## EXERCISES TO COMPLETE:
[A] Write out the passage of the Super Bowl advertising commentary starting at "Salesforce took a" and ending at "moment for pause.".
[B] According to the Super Bowl advertising commentary, in what business did the author once work?
[C] Carry on the commentary on Super Bowl advertising from the point where it stops.

*** EXCERPT TO READ

But lo and behold, the super bowl is not an event about deep thinking or cultural change. It’s an institution that represents where we came from more than where we are going. And yet we can still find some meaning in it merely be paying attention to which companies are running ads and what their ads are saying. Are we changing as culture? In what direction? And how fast?
In fact, we could actually get a fairly good read on our broader American culture merely be assessing who advertised in the 2022 Super Bowl. It tells us there are still tens of millions of people hopelessly addicted to their snack food and cheap beer. And at the same time there is a strong movement toward decentralized finance and sustainability. Elon Musk (whether you love him or dislike him) knew what the bellwether auto industry did not, that people want electric cars, and all the automakers would not be scrambling to unveil their new EVs were it not for Elon.
Changing Times
Culture is constantly changing and institutions that fail to change with the times will inevitably decline. The reign of super bowl advertising represents the ‘coast’ that institutions experience. It’s what I felt working in the newspaper business. We coasted for years before the small dips morphed into chasms of disappearing revenue, which led to numerous rounds of layoffs, chapter 11, and several changes in ownership.
The NFL is not going anywhere anytime soon, but the cultural distinction that the super bowl represents is on its way out, and so too will its over-the-top advertising and exorbitant ad rates.
Unless . . .
Unless the NFL changes more rapidly by giving people of color an equal seat at the table, and its advertisers (directed by their big-time ad agencies) can change with the times and begin offering something of deeper meaning than mere comedic gimmicks, star glitz cameos, and nostalgic reminders.
Salesforce took a step in the right direction with this Sunday’s ad featuring Matthew McConaughey, offering a deeper perspective on the new frontier. Instead of looking to the metaverse and Mars for it, that it’s right here on planet Earth — with more engagement, trust, inclusion, and care for nature. As McConaughey said, “It ain’t rocket science, it’s right here,” as he holds out his arms featuring a wide expanse of nature in the background. Thus, engendering a feeling of depth, inclusion, and respect for the Salesforce brand.
I’ve actually been thinking about discontinuing my Salesforce subscription as I don’t use it much, but this gives me a moment for pause.
Society is craving more depth. Maybe not all of us, but a growing number. So, for those who market and sell, reaching people by giving them deeper meaning is a sure way of touching their hearts and souls, which is a whole lot better than appealing to base desires and instincts.

******
*** PROVIDED INFORMATION

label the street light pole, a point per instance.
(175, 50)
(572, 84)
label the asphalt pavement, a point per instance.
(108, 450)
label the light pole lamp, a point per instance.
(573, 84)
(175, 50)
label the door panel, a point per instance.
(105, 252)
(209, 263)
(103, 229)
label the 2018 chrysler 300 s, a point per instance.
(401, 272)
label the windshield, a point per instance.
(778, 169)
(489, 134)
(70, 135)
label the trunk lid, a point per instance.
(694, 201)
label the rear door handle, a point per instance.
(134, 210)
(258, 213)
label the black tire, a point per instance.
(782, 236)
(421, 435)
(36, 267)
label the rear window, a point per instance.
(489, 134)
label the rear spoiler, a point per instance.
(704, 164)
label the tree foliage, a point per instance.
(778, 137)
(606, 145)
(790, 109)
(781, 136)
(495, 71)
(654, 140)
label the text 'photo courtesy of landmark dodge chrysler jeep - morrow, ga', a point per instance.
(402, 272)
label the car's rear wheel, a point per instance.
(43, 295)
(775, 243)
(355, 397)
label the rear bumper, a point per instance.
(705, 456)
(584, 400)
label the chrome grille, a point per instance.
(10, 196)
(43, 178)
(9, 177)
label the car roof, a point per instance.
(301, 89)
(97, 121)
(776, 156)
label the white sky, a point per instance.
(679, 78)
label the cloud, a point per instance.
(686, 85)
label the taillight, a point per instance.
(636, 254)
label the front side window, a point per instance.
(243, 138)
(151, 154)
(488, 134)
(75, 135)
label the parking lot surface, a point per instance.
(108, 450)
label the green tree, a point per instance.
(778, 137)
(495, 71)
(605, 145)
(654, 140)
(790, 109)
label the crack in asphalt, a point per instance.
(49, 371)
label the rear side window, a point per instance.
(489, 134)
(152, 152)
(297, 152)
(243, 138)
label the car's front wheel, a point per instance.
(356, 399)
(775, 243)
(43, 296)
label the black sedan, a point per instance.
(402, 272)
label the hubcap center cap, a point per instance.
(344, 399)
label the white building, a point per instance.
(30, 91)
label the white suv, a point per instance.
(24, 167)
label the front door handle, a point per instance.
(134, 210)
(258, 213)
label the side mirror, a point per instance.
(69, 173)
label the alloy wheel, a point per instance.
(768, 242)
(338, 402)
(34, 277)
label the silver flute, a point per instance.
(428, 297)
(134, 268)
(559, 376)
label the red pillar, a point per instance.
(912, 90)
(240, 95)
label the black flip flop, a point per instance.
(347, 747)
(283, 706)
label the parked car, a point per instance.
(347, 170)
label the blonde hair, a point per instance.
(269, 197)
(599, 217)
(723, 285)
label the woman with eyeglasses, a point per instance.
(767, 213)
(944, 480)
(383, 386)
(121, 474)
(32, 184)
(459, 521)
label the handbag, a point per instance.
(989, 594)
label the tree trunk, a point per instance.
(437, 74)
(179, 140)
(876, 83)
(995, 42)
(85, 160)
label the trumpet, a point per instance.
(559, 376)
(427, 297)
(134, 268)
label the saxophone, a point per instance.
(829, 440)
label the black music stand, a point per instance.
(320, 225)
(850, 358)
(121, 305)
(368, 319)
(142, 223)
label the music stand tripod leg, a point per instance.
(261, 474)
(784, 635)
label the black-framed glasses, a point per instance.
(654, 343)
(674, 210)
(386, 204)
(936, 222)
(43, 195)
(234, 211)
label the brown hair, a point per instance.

******

## RESPONSES BY TASK:
[A]
Salesforce took a step in the right direction with this Sunday’s ad featuring Matthew McConaughey, offering a deeper perspective on the new frontier. Instead of looking to the metaverse and Mars for it, that it’s right here on planet Earth — with more engagement, trust, inclusion, and care for nature. As McConaughey said, “It ain’t rocket science, it’s right here,” as he holds out his arms featuring a wide expanse of nature in the background. Thus, engendering a feeling of depth, inclusion, and respect for the Salesforce brand.
I’ve actually been thinking about discontinuing my Salesforce subscription as I don’t use it much, but this gives me a moment for pause.

[B] The newspaper business.

[C]
Old established institutions paying $7 million for “brand awareness” is more egoic than meaningful, especially when most of the EVs advertised aren’t available for sale yet.
I trust that the advertising industry will get this eventually, and we’ll see a steady evolution in the onslaught of advertising crossing our attention stream.
And just for fun, here’s my second favorite ad from this past Sunday. It’s truly funny and offers a hint of depth as Gwen Stefani lists her criteria for a man to date as, “cultured and sensitive and not threatened by a strong confident woman.” But I’m still struggling to remember who this ad is for.
Progress, not perfection.
Hey Glenn, I agree with your comments about the Salesforce ad. I'm generally pretty averse to ads (they tend to trigger my disgust mechanism easily), and the same was for the Salesforce ad. Why? Because it felt meaningful. All of a sudden, I felt swept up in the notion that there can be hope for the future, but I still knew that I was watching something that was meant to sell me something. I got over my disgust, and came to the conclusion that they did a great job, and my respect in them as a company increased as a result of their message of hope.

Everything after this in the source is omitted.